|Honored by:||Margaret Doe|
|Brick location:||H:18 map|
MARGARET BEAUMONT STANTON KIRSHMAN
Born May 16, 1883 in The Maples family home of Edgar W. and Margaret MacDonald Stanton (later became Music Hall) on the Iowa State College campus.
CHILDHOOD Had two brothers: Edwin MacDonald (Don) four years older and Edgar W. Jr. four years younger. The faculty children played together in the North Woods where they hunted rabbits and squirrels. Margaret didn't like to eat rabbit but her brothers tried to fool her with rabbit gravy. Margaret's father Edgar W. Stanton was the first graduate of I.S.C. in the class of 1872. He first taught all mathematics classes then was Dean of the Junior College secretary and treasurer and upon four occasions Acting President of Iowa State. His wife was first Preceptress so their home became a center for student activity for counseling and discussions. Prof. Stanton was in charge of loans and Margaret recalled that he helped George Washington Carver by having him work around their house and yard. Margaret was made to take piano lessons and hated to practice so George Washington Carver would place a fresh bouquet of flowers on her piano daily to try to cheer her.
Margaret recalled special visitors in her home were her father's classmate Catt who married Carrie Chapman class of 1880 leading suffragist and founder of League of Women Voters who helped with passage of the 19th Amendment. Carrie Chapman Catt later wrote to Margaret expressing her regard for Prof. Stanton and how his wisdom had been instrumental in formulating her character and convictions.
EDUCATION Some of the faculty children took classes at the college instead of attending high school in Ames three miles distance on the "Skunk" train which crossed the Skunk River. Margaret graduated from Iowa State College in the class of 1902 at the age of 19 and received a Bachelor of Science degree in 1904. Her brother Don graduated in the class of 1898 and then went to medical school at the University of Pennsylvania since their father had come from Waymart, Pa.
While there Margaret attended Bryn Mawr which was nearby. Margaret took graduate work at the Univ. of Wisconsin Madison from 1904-08. She had a scholarship in European History and received a Master of Arts degree in 1908. She then traveled through Europe for a year with four other girls and a chaperone. About 1912 her father sent Margaret to Columbia Univ. to "ferret out" some new theories and to pursue her interest in engineering of the home. In the Household Arts Review published by Columbia Univ. she wrote about "Southern Girls Canning and Poultry Clubs". These were started by her great-uncle Dr. Seaman A. Knapp to develop the head heart hand and health later known as the 4-H Clubs.

▶ Excerpted records:
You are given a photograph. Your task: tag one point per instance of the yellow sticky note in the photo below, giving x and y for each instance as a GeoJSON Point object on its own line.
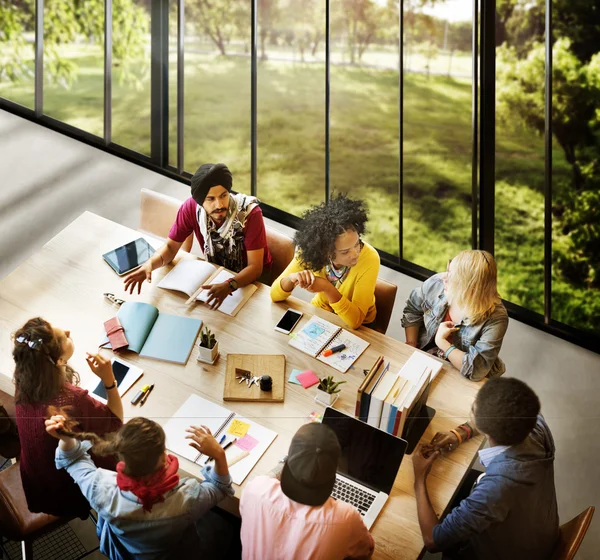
{"type": "Point", "coordinates": [238, 428]}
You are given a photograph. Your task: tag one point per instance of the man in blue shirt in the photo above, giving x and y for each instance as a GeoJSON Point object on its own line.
{"type": "Point", "coordinates": [511, 513]}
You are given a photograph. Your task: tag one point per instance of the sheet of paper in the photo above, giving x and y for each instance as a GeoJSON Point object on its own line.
{"type": "Point", "coordinates": [342, 360]}
{"type": "Point", "coordinates": [313, 336]}
{"type": "Point", "coordinates": [187, 276]}
{"type": "Point", "coordinates": [294, 375]}
{"type": "Point", "coordinates": [248, 443]}
{"type": "Point", "coordinates": [307, 378]}
{"type": "Point", "coordinates": [238, 428]}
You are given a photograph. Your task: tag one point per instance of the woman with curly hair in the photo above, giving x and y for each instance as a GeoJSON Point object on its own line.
{"type": "Point", "coordinates": [333, 262]}
{"type": "Point", "coordinates": [43, 378]}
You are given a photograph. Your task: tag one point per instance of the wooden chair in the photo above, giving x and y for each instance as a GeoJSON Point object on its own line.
{"type": "Point", "coordinates": [385, 296]}
{"type": "Point", "coordinates": [572, 534]}
{"type": "Point", "coordinates": [282, 251]}
{"type": "Point", "coordinates": [17, 523]}
{"type": "Point", "coordinates": [158, 213]}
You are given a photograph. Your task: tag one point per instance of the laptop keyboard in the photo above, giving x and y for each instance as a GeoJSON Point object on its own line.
{"type": "Point", "coordinates": [350, 494]}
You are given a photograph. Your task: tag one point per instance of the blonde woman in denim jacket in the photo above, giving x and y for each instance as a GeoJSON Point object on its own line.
{"type": "Point", "coordinates": [458, 315]}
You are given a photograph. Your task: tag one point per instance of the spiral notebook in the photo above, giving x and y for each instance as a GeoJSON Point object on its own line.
{"type": "Point", "coordinates": [318, 335]}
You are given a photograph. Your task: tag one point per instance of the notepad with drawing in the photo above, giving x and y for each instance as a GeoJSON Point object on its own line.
{"type": "Point", "coordinates": [157, 335]}
{"type": "Point", "coordinates": [254, 439]}
{"type": "Point", "coordinates": [188, 276]}
{"type": "Point", "coordinates": [318, 335]}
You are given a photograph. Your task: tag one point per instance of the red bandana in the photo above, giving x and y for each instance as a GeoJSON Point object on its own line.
{"type": "Point", "coordinates": [150, 490]}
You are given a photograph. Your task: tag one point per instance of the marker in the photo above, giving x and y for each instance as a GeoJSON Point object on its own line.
{"type": "Point", "coordinates": [333, 350]}
{"type": "Point", "coordinates": [140, 394]}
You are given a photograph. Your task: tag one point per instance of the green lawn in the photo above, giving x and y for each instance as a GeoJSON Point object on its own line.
{"type": "Point", "coordinates": [364, 154]}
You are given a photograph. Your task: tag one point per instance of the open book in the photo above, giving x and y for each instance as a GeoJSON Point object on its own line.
{"type": "Point", "coordinates": [157, 335]}
{"type": "Point", "coordinates": [250, 439]}
{"type": "Point", "coordinates": [318, 335]}
{"type": "Point", "coordinates": [189, 276]}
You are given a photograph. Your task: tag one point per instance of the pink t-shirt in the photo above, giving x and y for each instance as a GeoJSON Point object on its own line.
{"type": "Point", "coordinates": [274, 527]}
{"type": "Point", "coordinates": [255, 236]}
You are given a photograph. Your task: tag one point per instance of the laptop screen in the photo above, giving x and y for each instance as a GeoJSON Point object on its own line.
{"type": "Point", "coordinates": [369, 455]}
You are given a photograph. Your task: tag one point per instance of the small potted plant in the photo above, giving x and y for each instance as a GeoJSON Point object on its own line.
{"type": "Point", "coordinates": [209, 347]}
{"type": "Point", "coordinates": [328, 391]}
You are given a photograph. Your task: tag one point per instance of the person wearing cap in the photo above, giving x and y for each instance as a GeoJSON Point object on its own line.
{"type": "Point", "coordinates": [229, 229]}
{"type": "Point", "coordinates": [292, 515]}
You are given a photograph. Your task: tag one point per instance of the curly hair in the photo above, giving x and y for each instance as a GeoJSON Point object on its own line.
{"type": "Point", "coordinates": [323, 223]}
{"type": "Point", "coordinates": [506, 410]}
{"type": "Point", "coordinates": [37, 377]}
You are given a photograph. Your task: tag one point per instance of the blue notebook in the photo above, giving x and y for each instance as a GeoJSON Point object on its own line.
{"type": "Point", "coordinates": [157, 335]}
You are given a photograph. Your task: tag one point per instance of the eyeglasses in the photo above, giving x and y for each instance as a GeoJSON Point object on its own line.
{"type": "Point", "coordinates": [114, 299]}
{"type": "Point", "coordinates": [36, 344]}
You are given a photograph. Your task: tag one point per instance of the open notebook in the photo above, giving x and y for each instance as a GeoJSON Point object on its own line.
{"type": "Point", "coordinates": [252, 438]}
{"type": "Point", "coordinates": [318, 335]}
{"type": "Point", "coordinates": [157, 335]}
{"type": "Point", "coordinates": [188, 276]}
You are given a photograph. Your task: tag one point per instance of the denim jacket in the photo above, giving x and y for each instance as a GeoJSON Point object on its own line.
{"type": "Point", "coordinates": [426, 308]}
{"type": "Point", "coordinates": [125, 530]}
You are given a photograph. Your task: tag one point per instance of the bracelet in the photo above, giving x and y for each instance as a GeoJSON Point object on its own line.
{"type": "Point", "coordinates": [455, 432]}
{"type": "Point", "coordinates": [467, 429]}
{"type": "Point", "coordinates": [447, 352]}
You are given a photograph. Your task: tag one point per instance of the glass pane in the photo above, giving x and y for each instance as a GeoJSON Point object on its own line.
{"type": "Point", "coordinates": [291, 103]}
{"type": "Point", "coordinates": [217, 87]}
{"type": "Point", "coordinates": [520, 96]}
{"type": "Point", "coordinates": [17, 35]}
{"type": "Point", "coordinates": [74, 63]}
{"type": "Point", "coordinates": [575, 170]}
{"type": "Point", "coordinates": [365, 112]}
{"type": "Point", "coordinates": [438, 135]}
{"type": "Point", "coordinates": [131, 75]}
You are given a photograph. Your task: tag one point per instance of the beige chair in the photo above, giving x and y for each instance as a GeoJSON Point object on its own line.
{"type": "Point", "coordinates": [572, 534]}
{"type": "Point", "coordinates": [385, 296]}
{"type": "Point", "coordinates": [158, 213]}
{"type": "Point", "coordinates": [282, 251]}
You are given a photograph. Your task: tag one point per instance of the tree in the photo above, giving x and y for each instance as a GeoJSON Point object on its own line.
{"type": "Point", "coordinates": [64, 22]}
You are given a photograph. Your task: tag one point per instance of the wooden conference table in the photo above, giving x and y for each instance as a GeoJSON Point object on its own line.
{"type": "Point", "coordinates": [65, 282]}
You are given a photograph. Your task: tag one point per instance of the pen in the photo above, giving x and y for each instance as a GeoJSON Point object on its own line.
{"type": "Point", "coordinates": [333, 350]}
{"type": "Point", "coordinates": [145, 397]}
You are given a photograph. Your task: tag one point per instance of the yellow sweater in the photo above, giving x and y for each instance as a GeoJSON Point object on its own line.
{"type": "Point", "coordinates": [357, 305]}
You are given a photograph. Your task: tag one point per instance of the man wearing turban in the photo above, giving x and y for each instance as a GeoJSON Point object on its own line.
{"type": "Point", "coordinates": [229, 228]}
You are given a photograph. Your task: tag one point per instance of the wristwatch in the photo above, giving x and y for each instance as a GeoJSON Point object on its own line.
{"type": "Point", "coordinates": [233, 285]}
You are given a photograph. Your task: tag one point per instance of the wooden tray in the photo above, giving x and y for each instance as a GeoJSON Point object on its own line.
{"type": "Point", "coordinates": [258, 364]}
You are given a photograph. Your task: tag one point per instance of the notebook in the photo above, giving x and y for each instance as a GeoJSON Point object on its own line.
{"type": "Point", "coordinates": [157, 335]}
{"type": "Point", "coordinates": [188, 276]}
{"type": "Point", "coordinates": [319, 335]}
{"type": "Point", "coordinates": [197, 411]}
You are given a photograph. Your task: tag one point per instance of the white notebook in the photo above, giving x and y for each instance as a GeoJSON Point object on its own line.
{"type": "Point", "coordinates": [318, 335]}
{"type": "Point", "coordinates": [188, 276]}
{"type": "Point", "coordinates": [197, 411]}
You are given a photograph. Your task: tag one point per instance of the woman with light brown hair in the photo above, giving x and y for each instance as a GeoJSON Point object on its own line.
{"type": "Point", "coordinates": [458, 315]}
{"type": "Point", "coordinates": [43, 377]}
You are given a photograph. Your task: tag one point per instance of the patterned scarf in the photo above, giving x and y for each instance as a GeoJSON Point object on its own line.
{"type": "Point", "coordinates": [150, 490]}
{"type": "Point", "coordinates": [224, 246]}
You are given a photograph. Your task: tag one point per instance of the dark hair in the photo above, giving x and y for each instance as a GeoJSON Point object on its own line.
{"type": "Point", "coordinates": [37, 376]}
{"type": "Point", "coordinates": [323, 223]}
{"type": "Point", "coordinates": [139, 443]}
{"type": "Point", "coordinates": [506, 410]}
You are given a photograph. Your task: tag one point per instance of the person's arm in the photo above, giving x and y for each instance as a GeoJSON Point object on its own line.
{"type": "Point", "coordinates": [477, 361]}
{"type": "Point", "coordinates": [354, 311]}
{"type": "Point", "coordinates": [162, 257]}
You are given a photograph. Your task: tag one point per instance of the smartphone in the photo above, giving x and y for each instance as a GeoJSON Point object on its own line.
{"type": "Point", "coordinates": [288, 321]}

▶ Questions on the material:
1. According to the Kirshman biography, in which class was Margaret's father the first graduate of I.S.C.?
2. Reproduce the stretch of the Kirshman biography from "Margaret recalled special" through "character and convictions.".

▶ List of solutions:
1. The class of 1872.

2.
Margaret recalled special visitors in her home were her father's classmate Catt who married Carrie Chapman class of 1880 leading suffragist and founder of League of Women Voters who helped with passage of the 19th Amendment. Carrie Chapman Catt later wrote to Margaret expressing her regard for Prof. Stanton and how his wisdom had been instrumental in formulating her character and convictions.